[Labeled-object pointing entries]
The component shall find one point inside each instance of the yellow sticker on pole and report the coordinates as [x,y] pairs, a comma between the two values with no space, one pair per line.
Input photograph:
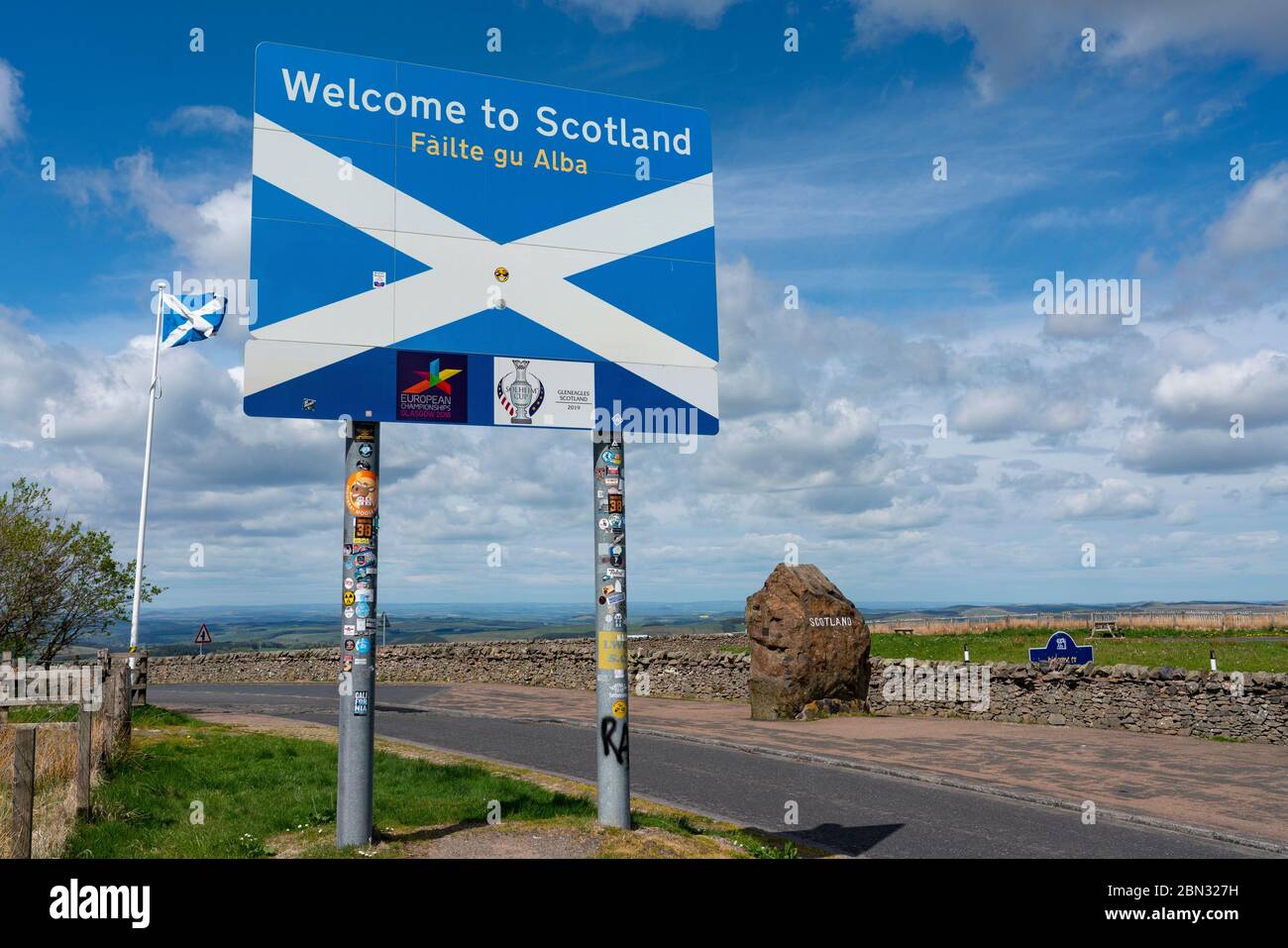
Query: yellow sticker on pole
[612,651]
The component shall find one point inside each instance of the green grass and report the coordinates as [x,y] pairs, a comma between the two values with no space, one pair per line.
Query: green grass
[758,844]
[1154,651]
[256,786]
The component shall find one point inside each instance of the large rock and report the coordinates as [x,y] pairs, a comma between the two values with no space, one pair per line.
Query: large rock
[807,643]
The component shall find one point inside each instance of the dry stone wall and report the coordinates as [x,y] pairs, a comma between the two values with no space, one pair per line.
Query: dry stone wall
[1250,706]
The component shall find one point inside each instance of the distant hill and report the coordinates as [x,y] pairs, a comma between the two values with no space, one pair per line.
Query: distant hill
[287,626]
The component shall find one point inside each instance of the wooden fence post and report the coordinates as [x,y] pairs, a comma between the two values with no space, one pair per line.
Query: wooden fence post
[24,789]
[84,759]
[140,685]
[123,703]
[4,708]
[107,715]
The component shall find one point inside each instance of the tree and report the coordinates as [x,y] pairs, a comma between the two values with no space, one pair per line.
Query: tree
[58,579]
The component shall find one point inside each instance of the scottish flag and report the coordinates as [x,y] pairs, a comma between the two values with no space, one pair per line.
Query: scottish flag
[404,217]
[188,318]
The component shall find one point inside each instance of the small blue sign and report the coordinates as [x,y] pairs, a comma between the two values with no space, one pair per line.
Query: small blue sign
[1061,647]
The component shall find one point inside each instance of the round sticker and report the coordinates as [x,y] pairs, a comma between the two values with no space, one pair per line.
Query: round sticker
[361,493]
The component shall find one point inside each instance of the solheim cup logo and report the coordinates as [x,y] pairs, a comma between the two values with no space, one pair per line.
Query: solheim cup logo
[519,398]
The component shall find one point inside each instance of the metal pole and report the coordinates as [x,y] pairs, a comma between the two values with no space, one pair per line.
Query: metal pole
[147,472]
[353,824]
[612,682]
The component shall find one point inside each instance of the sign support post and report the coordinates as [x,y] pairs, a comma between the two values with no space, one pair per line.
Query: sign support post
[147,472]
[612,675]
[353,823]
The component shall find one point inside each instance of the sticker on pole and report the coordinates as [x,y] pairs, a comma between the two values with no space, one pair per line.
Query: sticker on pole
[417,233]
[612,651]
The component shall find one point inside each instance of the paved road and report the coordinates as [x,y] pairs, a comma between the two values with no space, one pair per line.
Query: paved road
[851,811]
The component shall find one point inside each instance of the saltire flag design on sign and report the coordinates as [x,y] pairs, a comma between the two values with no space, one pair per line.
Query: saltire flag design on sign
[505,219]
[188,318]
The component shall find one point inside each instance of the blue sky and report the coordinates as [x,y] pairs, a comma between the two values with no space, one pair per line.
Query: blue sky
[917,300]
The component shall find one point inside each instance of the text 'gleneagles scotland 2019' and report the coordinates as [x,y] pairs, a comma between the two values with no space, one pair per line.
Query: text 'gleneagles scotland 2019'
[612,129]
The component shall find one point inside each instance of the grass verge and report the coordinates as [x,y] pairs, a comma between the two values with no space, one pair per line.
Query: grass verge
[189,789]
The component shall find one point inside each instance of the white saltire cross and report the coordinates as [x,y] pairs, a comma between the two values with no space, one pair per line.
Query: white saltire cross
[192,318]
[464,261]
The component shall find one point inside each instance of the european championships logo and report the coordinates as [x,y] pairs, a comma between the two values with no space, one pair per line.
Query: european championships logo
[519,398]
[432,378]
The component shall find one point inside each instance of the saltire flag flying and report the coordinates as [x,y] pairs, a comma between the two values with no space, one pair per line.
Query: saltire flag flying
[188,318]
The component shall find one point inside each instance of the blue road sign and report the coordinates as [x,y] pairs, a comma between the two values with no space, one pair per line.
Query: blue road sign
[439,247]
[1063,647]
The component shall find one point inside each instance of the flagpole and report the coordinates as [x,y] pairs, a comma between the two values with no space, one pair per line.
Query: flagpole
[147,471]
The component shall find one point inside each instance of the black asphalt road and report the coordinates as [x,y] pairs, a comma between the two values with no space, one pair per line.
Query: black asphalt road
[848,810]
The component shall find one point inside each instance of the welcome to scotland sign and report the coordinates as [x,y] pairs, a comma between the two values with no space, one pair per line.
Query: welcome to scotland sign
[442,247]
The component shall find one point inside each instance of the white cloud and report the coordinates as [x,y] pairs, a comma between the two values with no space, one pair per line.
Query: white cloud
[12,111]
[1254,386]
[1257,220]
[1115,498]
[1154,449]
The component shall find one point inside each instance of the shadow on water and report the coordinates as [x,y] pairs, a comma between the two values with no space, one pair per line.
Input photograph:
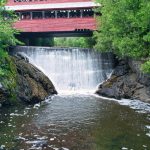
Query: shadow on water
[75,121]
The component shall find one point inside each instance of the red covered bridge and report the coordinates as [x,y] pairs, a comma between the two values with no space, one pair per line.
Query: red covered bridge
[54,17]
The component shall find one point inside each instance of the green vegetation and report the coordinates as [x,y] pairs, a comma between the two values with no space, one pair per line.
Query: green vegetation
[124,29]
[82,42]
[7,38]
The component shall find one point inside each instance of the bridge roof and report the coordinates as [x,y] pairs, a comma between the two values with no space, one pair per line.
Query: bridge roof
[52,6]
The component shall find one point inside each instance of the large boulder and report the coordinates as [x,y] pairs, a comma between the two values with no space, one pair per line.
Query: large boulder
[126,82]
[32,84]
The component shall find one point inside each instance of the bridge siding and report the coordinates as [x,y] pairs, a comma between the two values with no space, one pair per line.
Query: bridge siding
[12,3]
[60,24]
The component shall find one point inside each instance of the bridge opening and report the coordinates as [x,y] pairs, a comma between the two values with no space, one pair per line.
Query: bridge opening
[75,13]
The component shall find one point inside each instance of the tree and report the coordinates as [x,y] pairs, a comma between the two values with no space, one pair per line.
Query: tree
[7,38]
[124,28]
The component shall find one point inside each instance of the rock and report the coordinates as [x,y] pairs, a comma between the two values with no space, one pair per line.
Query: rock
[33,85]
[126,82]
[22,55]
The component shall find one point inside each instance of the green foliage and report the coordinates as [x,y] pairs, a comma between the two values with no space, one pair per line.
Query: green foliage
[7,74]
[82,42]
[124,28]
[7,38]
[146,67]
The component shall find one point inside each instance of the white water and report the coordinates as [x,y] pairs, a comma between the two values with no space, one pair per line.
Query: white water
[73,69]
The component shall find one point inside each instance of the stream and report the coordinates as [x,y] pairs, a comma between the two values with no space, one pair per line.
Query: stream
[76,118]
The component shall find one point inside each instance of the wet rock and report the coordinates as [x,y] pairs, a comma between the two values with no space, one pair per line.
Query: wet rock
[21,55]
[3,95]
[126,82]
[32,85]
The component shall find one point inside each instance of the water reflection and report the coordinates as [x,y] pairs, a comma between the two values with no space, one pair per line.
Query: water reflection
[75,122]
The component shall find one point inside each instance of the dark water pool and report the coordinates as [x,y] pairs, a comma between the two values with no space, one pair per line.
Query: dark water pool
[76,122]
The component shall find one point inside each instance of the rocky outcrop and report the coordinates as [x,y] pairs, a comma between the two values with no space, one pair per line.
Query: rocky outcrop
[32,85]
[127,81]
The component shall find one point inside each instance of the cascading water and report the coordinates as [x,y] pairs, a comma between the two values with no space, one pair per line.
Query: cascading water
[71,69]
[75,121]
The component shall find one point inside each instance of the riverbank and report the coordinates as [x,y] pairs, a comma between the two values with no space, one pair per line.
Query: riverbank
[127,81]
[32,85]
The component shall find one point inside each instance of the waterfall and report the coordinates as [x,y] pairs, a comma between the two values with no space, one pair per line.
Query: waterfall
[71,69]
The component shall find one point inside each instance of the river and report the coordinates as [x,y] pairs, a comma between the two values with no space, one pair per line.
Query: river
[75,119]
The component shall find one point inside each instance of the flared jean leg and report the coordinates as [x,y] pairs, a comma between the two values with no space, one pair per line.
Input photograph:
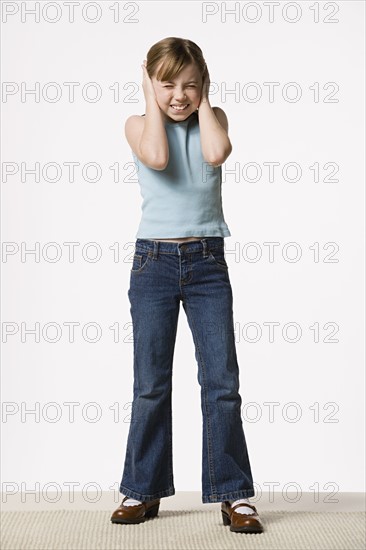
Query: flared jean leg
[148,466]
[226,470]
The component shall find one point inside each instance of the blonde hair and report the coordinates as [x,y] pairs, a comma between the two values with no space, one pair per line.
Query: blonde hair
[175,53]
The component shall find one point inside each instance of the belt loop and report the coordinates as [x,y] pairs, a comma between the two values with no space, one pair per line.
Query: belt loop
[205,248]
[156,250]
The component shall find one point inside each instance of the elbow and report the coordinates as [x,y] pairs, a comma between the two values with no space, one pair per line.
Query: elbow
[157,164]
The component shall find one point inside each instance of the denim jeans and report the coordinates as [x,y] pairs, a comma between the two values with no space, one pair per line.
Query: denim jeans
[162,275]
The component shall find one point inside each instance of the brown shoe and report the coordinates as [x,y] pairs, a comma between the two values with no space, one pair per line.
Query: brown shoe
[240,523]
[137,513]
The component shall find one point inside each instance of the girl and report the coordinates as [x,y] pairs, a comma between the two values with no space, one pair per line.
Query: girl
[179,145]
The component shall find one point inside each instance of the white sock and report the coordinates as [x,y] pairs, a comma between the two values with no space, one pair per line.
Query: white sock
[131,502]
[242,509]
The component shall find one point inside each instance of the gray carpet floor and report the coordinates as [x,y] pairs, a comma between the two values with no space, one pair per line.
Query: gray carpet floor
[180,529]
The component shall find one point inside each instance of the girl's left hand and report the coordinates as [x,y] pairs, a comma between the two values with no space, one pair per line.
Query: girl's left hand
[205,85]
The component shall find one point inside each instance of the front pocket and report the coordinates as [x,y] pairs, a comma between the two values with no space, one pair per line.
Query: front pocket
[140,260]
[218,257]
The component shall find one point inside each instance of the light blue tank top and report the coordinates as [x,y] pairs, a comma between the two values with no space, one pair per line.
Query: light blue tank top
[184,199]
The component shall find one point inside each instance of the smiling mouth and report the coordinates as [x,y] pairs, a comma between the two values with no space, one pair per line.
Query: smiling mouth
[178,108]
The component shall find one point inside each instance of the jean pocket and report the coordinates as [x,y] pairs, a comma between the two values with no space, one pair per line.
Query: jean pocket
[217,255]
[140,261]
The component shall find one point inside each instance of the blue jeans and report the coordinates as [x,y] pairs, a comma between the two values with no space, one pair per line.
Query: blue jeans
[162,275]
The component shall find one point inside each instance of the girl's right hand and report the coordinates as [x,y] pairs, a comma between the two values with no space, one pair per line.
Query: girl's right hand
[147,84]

__TASK TO COMPLETE__
Rewrite the listing from the line containing "of the light" through the end, replacing "component" with "detector" and changing nothing else.

__THE REPLY__
The detector shall find one point inside each instance of the light blue tank top and report the coordinates as [x,y] pairs, a comma between the two values with no space, one pair per line.
Query: light blue tank top
[184,199]
The detector shall find one point inside each instance of the smiling mouth and report the coordinates as [x,y] pairs, a comma between the two values with no space, one pair per line.
Query: smiling mouth
[178,108]
The detector shall find one point inside each instance of the jean pocket and report the coordinates as [x,y] pairs, a comma between the two values with no space, one pair per line.
Query: jean pocket
[217,255]
[140,261]
The detector shall find one point inside each instance of the blue jeans and report the coordinates as [x,y] pairs, a comma between the two values with no space, one pair per line.
Query: blue jeans
[162,275]
The detector shall find one point inside each instance of the girl's right hand and report the coordinates as [x,y] pairs, a comma between the two values with no space, one pair per line.
Query: girl's right hand
[147,84]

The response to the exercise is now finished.